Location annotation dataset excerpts
▼▼▼

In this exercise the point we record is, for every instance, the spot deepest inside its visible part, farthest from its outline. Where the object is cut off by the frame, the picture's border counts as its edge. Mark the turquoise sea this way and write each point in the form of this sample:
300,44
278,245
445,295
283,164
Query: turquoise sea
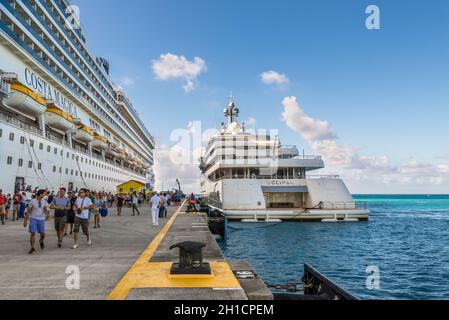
407,238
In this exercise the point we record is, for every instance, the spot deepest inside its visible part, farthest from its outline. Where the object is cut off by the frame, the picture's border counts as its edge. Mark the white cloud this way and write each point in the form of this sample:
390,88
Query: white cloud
170,66
309,128
127,81
168,167
361,169
273,77
250,122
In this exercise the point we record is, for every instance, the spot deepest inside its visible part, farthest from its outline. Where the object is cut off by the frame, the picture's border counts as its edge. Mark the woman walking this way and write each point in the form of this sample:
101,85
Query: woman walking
70,214
120,201
98,204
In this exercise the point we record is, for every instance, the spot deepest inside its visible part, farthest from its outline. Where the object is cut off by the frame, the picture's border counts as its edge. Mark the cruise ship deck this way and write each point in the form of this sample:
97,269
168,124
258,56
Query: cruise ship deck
63,121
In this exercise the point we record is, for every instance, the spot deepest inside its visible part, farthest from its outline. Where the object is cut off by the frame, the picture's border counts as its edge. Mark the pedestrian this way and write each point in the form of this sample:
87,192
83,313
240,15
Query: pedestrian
8,205
98,204
120,201
16,203
70,213
192,202
82,207
61,205
3,201
24,205
154,201
37,213
135,202
162,203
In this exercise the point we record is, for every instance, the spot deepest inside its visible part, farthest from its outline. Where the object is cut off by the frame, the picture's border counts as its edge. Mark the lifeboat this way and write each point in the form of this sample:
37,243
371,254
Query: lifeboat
57,119
122,153
111,150
25,101
99,141
83,134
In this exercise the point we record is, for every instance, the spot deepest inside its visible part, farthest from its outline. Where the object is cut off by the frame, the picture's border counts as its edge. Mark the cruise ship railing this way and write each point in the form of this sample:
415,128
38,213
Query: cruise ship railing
4,87
43,63
17,123
361,205
111,100
39,18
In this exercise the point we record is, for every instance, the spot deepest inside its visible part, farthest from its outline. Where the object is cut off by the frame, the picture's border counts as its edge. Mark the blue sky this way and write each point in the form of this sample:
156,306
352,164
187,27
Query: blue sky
383,92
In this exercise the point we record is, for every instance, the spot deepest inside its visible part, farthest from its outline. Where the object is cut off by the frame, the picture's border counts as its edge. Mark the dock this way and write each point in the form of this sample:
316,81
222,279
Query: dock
149,277
128,260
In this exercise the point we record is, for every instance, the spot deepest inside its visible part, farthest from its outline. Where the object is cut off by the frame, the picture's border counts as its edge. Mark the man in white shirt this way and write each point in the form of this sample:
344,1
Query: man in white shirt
82,206
38,211
155,199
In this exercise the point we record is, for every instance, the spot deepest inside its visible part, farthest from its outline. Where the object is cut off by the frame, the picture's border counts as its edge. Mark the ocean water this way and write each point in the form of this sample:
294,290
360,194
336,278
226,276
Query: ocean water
407,238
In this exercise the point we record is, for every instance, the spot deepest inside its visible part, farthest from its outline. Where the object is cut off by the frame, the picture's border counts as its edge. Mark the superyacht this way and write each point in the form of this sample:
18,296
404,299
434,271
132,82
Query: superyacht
252,176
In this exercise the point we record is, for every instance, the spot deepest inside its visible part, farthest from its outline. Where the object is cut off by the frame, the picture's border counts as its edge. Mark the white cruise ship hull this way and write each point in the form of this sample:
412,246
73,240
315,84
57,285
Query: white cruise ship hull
51,170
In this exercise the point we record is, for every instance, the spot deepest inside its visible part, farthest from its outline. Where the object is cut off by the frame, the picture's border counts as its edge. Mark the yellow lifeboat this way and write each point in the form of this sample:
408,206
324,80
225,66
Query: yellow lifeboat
99,141
112,149
84,134
57,119
25,101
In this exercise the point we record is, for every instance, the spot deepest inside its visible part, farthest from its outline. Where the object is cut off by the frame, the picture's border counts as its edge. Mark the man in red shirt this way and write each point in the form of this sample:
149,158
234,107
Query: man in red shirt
3,201
16,202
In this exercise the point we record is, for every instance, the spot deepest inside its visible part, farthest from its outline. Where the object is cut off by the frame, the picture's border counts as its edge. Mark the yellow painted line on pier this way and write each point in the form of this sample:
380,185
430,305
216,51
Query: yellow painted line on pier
144,274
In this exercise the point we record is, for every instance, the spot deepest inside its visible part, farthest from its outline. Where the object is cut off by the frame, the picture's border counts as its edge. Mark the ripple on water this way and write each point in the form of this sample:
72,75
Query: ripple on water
406,238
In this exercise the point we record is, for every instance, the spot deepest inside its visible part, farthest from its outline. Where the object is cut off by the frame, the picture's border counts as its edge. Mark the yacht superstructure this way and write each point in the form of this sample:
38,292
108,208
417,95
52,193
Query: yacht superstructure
251,175
62,120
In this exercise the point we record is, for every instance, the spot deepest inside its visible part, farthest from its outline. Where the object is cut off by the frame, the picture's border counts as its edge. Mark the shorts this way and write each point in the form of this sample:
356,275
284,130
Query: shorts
70,217
36,226
84,223
60,223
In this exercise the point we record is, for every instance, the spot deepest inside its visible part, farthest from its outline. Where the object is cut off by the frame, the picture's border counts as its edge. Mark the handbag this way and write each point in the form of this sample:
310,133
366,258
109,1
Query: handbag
103,212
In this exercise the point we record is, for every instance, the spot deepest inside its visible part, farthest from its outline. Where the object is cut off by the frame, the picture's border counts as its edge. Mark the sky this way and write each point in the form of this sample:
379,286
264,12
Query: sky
373,102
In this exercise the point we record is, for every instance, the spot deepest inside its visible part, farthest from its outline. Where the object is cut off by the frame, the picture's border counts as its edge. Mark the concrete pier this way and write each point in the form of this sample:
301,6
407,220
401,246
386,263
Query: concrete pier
149,278
129,259
41,276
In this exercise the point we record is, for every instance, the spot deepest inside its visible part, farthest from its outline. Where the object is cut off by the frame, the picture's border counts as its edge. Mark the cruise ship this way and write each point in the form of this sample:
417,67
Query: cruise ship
63,122
251,176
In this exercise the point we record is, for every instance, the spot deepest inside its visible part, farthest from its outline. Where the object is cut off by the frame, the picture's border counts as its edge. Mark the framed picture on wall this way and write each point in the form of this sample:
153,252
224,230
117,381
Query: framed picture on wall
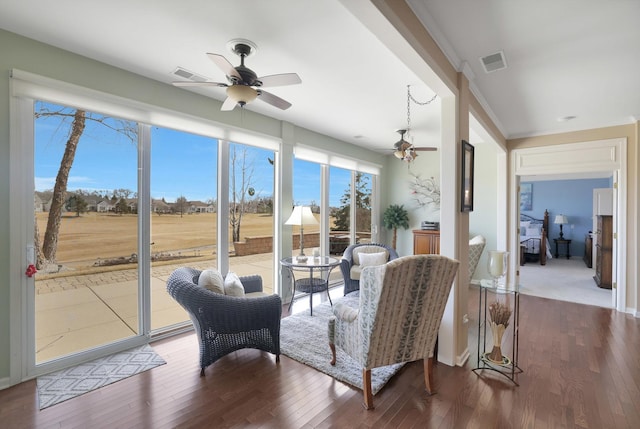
526,196
466,196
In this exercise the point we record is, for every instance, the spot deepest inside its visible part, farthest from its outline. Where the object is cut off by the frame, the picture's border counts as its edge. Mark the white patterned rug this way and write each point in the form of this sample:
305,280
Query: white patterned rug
71,382
305,339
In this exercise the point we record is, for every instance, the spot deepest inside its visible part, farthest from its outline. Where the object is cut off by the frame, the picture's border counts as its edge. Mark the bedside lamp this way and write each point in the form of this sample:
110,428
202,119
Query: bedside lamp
301,216
561,220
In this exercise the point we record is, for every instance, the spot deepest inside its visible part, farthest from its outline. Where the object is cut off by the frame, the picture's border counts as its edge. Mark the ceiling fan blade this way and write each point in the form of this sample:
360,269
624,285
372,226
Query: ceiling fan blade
280,79
224,65
274,100
229,104
190,83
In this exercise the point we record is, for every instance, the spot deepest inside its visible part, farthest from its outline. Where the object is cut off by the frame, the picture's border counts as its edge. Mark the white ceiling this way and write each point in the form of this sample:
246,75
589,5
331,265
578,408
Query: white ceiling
565,57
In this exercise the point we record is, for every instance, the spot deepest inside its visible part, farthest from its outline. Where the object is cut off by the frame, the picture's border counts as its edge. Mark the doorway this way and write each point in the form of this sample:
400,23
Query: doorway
577,159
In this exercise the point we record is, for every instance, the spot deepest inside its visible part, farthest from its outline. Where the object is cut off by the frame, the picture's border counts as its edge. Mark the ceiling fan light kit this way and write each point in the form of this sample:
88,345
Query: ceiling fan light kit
243,83
242,94
402,149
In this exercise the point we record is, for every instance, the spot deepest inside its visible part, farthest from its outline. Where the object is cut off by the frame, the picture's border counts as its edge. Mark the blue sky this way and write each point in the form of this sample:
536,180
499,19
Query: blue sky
182,164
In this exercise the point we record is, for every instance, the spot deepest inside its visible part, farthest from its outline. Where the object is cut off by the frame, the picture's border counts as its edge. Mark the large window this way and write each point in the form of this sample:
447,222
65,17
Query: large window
251,210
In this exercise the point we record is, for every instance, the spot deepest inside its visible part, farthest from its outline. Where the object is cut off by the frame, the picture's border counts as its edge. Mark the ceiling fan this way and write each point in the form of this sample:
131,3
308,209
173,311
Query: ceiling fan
406,151
244,85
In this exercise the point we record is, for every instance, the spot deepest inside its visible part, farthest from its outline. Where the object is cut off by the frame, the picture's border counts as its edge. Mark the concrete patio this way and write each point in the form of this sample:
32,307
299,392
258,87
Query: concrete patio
78,312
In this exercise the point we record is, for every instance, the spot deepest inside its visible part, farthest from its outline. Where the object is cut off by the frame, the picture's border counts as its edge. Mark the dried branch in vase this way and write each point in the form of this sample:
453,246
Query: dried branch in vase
499,313
425,191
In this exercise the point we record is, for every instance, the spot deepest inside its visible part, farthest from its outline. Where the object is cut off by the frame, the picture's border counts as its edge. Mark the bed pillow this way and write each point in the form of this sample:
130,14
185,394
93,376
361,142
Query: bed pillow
211,280
233,285
372,259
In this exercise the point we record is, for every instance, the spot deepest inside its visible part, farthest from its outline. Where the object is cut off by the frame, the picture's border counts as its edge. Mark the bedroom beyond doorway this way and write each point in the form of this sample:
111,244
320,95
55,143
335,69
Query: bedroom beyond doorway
564,280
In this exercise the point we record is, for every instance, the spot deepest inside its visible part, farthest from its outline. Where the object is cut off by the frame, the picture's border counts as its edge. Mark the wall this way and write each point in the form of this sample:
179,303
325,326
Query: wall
31,56
483,219
427,164
573,198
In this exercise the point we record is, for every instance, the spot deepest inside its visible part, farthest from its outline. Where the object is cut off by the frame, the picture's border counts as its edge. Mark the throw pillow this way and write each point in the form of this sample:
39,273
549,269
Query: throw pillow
233,285
372,259
211,280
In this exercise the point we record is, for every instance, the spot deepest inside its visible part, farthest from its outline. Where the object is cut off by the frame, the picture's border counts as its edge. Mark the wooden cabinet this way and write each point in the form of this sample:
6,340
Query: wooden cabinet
588,254
426,242
604,244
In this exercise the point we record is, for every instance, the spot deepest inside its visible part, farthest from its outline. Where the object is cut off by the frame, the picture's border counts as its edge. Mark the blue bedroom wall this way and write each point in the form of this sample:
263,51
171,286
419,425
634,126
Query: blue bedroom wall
573,198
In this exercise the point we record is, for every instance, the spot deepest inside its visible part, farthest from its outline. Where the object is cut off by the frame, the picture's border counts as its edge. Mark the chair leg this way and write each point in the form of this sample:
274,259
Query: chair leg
428,375
366,389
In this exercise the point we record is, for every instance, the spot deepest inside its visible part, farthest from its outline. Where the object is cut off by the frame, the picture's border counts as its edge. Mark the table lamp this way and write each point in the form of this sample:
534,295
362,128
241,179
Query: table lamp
301,216
497,265
561,220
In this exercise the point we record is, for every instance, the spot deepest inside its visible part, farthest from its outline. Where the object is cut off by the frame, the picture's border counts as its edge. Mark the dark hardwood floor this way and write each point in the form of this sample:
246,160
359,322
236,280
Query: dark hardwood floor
581,370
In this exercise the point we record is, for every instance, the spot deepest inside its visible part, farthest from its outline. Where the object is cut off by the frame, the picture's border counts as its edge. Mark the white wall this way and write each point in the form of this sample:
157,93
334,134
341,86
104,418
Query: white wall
483,219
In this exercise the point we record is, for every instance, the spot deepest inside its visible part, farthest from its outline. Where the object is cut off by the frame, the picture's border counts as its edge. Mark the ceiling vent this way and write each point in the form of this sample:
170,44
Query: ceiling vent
494,62
186,74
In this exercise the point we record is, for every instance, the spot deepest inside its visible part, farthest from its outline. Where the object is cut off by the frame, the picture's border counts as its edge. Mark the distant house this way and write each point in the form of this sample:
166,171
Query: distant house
200,207
160,206
105,206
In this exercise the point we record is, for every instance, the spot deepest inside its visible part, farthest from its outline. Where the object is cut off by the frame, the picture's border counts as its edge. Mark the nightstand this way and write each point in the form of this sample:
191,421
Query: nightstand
563,242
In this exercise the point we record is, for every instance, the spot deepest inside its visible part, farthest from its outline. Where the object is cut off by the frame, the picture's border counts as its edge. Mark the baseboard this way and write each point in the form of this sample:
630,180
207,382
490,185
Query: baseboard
462,359
5,383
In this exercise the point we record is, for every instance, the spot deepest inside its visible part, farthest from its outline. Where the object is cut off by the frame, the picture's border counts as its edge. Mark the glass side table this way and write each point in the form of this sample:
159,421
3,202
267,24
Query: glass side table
501,303
317,269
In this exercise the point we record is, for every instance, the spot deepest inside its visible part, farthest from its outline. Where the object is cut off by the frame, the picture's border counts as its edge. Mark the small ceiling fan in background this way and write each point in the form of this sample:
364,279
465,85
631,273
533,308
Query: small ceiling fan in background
406,151
244,85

▲▲▲

» Instructions to follow: Reproduce exactly the line containing "Mark the distant" and every line after it through the end of the records above, and nothing else.

» Response below:
In this exercise the point we record is, for every instance, the spot deepest inside its visible part, farthest from its outline. Where the object is cut off by the frame, the picture's border counts as its edge. Mark the distant house this way and write each point in the form of this sample:
166,171
Query: distant house
200,207
160,206
105,206
In this exercise the point we record is, for every instance, the spot deepest inside its visible part, farthest from its outline. Where the object is cut off by the frame, the picture's border counts as its edge. Mark the nightstand this way and write each point in the form of this sample:
191,421
Query: nightstand
563,242
In this exercise the point we record is, for every instance, the spot deepest inside its visible part, farthest from its outline. Where the object is cut off by the frame, the picture's border counts as its edge. Mark the baseboard this way and write each point in the form of this sample:
630,180
207,382
490,185
Query: baseboard
462,359
5,383
In this exercise the point we record is, for every instance, the spot deepest inside its visible part, farthest from its outline. Where the object is cut off by the frame, the picture's border counts as its edge. Mark the glass side table this way and write each point in the form of this sample:
159,421
3,202
267,24
Query: glass side table
501,303
317,269
In this exercise the point we record is, for every instance, the spot deepest inside its visible part, farthest from its outline. Where the object is cut off by the frame, the picture's border counts as its edge. Mark the small ceiling fan in background this way and write each point in the form of this sample:
364,279
465,85
631,273
533,308
Query: small ceiling fan in background
406,151
244,85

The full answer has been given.